[Image location labeling entries]
## Start

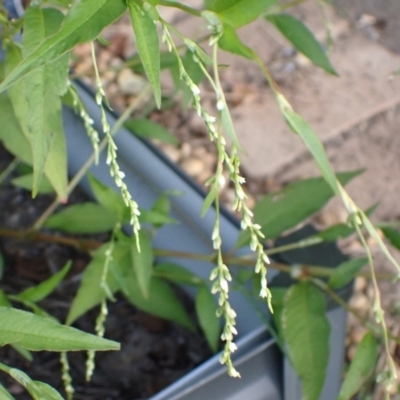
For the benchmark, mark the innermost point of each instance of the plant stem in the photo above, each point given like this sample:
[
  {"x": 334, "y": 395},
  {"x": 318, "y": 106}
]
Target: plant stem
[
  {"x": 79, "y": 175},
  {"x": 181, "y": 6},
  {"x": 374, "y": 328}
]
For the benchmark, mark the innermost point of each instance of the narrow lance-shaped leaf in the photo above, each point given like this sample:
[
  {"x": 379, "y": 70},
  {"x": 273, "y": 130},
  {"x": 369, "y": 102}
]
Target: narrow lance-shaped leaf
[
  {"x": 39, "y": 333},
  {"x": 238, "y": 13},
  {"x": 26, "y": 182},
  {"x": 161, "y": 301},
  {"x": 148, "y": 46},
  {"x": 302, "y": 39},
  {"x": 311, "y": 140},
  {"x": 42, "y": 91},
  {"x": 11, "y": 133},
  {"x": 38, "y": 390},
  {"x": 282, "y": 210},
  {"x": 150, "y": 129},
  {"x": 17, "y": 91},
  {"x": 4, "y": 302},
  {"x": 83, "y": 23},
  {"x": 306, "y": 332},
  {"x": 231, "y": 42},
  {"x": 361, "y": 367},
  {"x": 177, "y": 274},
  {"x": 206, "y": 313},
  {"x": 83, "y": 218}
]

## End

▶ _DIRECTIONS_
Render the rows as a JSON list of strings, one string per line and blank lines omitted, beginning at the line that contains "of the narrow" and continuing through the final line of the rows.

▶ _FINAL RESULT_
[
  "For the benchmark, mark the innermost point of each instance of the narrow lance-shaped leaf in the photo above, each point given like this sample:",
  "[",
  "  {\"x\": 379, \"y\": 70},",
  "  {\"x\": 273, \"y\": 130},",
  "  {\"x\": 369, \"y\": 102}",
  "]",
  "Target: narrow lance-shaped leaf",
  "[",
  "  {\"x\": 39, \"y\": 333},",
  "  {\"x\": 238, \"y\": 13},",
  "  {\"x\": 26, \"y\": 182},",
  "  {\"x\": 161, \"y\": 301},",
  "  {\"x\": 148, \"y\": 46},",
  "  {\"x\": 302, \"y\": 39},",
  "  {\"x\": 311, \"y\": 140},",
  "  {\"x\": 42, \"y\": 91},",
  "  {\"x\": 11, \"y\": 133},",
  "  {\"x\": 38, \"y\": 390},",
  "  {\"x\": 282, \"y\": 210},",
  "  {\"x\": 150, \"y\": 129},",
  "  {\"x\": 17, \"y\": 91},",
  "  {\"x\": 4, \"y\": 302},",
  "  {\"x\": 83, \"y\": 23},",
  "  {\"x\": 306, \"y\": 332},",
  "  {\"x\": 231, \"y\": 42},",
  "  {\"x\": 361, \"y\": 367},",
  "  {\"x\": 177, \"y\": 274},",
  "  {\"x\": 206, \"y\": 313},",
  "  {\"x\": 83, \"y\": 218}",
  "]"
]